**TESTO FORNITO**
Ottocento anni fa, il 30 marzo 1202, morì Gioacchino da Fiore, l’abate calabrese «di spirito profetico donato» che Dante collocò nel Paradiso. E che in Paradiso c’è andato per davvero, stando al processo di canonizzazione avviato dalla diocesi di Cosenza, in cui ricade il monastero di San Giovanni in Fiore. Oltre che dall’avvio del processo di santità, il centenario è stato segnato da una serie di convegni. Che dietro la facciata dell’erudizione nascondono questioni vitali per il presente e il futuro della Chiesa. Perché le visioni di Gioacchino da Fiore hanno traversato i tempi, anche se per il grande pubblico egli resta uno sconosciuto. E continuano a influenzare larga parte del cattolicesimo d’oggi.
Affiorano, ad esempio, nelle tesi sostenute dal francescano Raniero Cantalamessa, che è il predicatore ufficiale della Casa pontificia: «La storia sacra ha tre fasi. Nella prima, l’Antico Testamento, si è rivelato il Padre. Nella seconda, il Nuovo Testamento, si è rivelato il Cristo. Ora siamo nella terza fase, quando lo Spirito Santo brilla in tutta la sua luce e anima l’esperienza della Chiesa». Proprio questo, infatti, Gioacchino profetizzò: la venuta di una terza e ultima età del mondo, quella dello Spirito Santo. Con una nuova Chiesa tutta spirituale, tollerante, libera, ecumenica. Che prende il posto della vecchia Chiesa dogmatica, gerarchica, troppo materiale. Padre Cantalamessa è vicino al movimento dei carismatici e quindi sensibile a queste visioni. Ma l’influsso di Gioacchino da Fiore sul pensiero cattolico è molto più ampio e profondo.
Il gioachimismo cattolico ha avuto un impetuoso risveglio soprattutto col Concilio Vaticano II. Ha fatto leva su Giovanni XXIII e la sua invocazione di «una nuova Pentecoste». Ha contrapposto lo «spirito» del Concilio alla sua «lettera». Ha predicato una nuova Chiesa «spirituale» al posto di quella vecchia «carnale». Soprattutto le correnti progressiste della Chiesa hanno innalzato questo stendardo. Anche il mito della «Chiesa dei poveri» lanciato dal cardinale Giacomo Lercaro e dal suo teologo don Giuseppe Dossetti rimanda a Gioacchino da Fiore, ai fraticelli e a Celestino V, il papa mistico che, unico caso nella storia, rinunciò alle somme chiavi.
Il grande teologo gesuita e poi cardinale Henri De Lubac dedicò negli anni Settanta all’influsso del monaco calabrese due volumi di più di mille pagine, intitolati “La posterità spirituale di Gioacchino da Fiore”. Il primo è oggi esaurito. Ma il secondo, “Da Saint-Simon ai nostri giorni”, edito da Jaca Book, è ancora disponibile in libreria.

**MATERIALE DA ELABORARE**

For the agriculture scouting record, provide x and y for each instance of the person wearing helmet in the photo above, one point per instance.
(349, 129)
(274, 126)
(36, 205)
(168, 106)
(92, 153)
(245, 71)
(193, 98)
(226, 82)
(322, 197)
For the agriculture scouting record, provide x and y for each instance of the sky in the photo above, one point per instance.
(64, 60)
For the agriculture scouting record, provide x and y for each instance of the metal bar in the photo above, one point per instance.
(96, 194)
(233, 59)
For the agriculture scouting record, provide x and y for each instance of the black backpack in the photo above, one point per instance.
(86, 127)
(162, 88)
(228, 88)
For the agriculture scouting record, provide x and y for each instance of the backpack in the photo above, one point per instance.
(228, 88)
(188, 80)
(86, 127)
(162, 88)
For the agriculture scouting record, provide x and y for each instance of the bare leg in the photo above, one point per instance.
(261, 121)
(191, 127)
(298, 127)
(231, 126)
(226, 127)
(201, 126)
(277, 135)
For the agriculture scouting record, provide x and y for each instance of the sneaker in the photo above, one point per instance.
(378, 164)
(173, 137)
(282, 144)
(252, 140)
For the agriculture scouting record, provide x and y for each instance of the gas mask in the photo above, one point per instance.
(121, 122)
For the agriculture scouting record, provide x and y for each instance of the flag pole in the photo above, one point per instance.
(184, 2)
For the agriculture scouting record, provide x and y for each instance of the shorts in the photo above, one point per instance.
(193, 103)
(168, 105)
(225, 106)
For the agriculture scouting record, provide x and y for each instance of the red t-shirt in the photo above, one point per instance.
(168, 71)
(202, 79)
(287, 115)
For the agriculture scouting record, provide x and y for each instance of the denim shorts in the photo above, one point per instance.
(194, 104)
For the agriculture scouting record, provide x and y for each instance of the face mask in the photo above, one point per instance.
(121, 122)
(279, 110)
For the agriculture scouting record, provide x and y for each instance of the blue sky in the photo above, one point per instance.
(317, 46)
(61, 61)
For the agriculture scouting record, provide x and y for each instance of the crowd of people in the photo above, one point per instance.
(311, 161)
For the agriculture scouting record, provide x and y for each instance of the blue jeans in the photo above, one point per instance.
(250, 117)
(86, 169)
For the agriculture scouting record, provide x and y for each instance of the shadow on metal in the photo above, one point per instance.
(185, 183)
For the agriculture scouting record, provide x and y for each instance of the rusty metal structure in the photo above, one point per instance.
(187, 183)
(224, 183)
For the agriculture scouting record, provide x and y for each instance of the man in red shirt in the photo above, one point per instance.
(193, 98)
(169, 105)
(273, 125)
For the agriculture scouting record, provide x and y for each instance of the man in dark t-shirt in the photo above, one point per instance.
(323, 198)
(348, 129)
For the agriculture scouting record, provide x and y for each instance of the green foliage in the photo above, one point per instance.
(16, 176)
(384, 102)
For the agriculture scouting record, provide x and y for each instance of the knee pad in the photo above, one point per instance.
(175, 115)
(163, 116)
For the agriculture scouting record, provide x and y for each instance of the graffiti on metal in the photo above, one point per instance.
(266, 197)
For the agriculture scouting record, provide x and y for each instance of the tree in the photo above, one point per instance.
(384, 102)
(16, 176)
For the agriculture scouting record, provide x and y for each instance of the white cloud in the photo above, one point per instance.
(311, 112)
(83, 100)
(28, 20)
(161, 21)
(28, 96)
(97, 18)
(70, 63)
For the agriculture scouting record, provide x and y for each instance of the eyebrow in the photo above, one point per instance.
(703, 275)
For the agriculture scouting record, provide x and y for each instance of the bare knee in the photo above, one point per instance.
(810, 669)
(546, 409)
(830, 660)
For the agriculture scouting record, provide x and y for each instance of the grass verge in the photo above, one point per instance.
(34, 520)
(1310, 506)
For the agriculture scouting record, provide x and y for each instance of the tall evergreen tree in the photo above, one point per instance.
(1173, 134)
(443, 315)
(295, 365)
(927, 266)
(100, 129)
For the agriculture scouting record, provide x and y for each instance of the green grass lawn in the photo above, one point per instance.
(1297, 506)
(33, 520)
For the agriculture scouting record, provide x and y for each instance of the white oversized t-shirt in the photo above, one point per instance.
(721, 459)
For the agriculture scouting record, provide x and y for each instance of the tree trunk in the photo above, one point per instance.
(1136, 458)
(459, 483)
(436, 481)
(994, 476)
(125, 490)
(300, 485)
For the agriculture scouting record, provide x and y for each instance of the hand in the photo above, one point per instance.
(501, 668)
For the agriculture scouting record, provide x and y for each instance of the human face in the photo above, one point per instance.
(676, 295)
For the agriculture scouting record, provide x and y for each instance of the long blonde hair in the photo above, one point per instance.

**ATTIVITÀ DA SVOLGERE**
- A) Ricopia fedelmente dal testo su Gioacchino da Fiore il passo da "Affiorano, ad esempio, nelle" a "ampio e profondo.".
- B) Raccogli tutte le righe dei record in cui compare la parola "grass".
Il testo e i record non hanno alcun legame tra loro.

**SOLUZIONI DELLE ATTIVITÀ**
- A)
Affiorano, ad esempio, nelle tesi sostenute dal francescano Raniero Cantalamessa, che è il predicatore ufficiale della Casa pontificia: «La storia sacra ha tre fasi. Nella prima, l’Antico Testamento, si è rivelato il Padre. Nella seconda, il Nuovo Testamento, si è rivelato il Cristo. Ora siamo nella terza fase, quando lo Spirito Santo brilla in tutta la sua luce e anima l’esperienza della Chiesa». Proprio questo, infatti, Gioacchino profetizzò: la venuta di una terza e ultima età del mondo, quella dello Spirito Santo. Con una nuova Chiesa tutta spirituale, tollerante, libera, ecumenica. Che prende il posto della vecchia Chiesa dogmatica, gerarchica, troppo materiale. Padre Cantalamessa è vicino al movimento dei carismatici e quindi sensibile a queste visioni. Ma l’influsso di Gioacchino da Fiore sul pensiero cattolico è molto più ampio e profondo.

- B)
For the agriculture scouting record, provide x and y for each instance of the grass verge in the photo above, one point per instance.
For the agriculture scouting record, provide x and y for each instance of the green grass lawn in the photo above, one point per instance.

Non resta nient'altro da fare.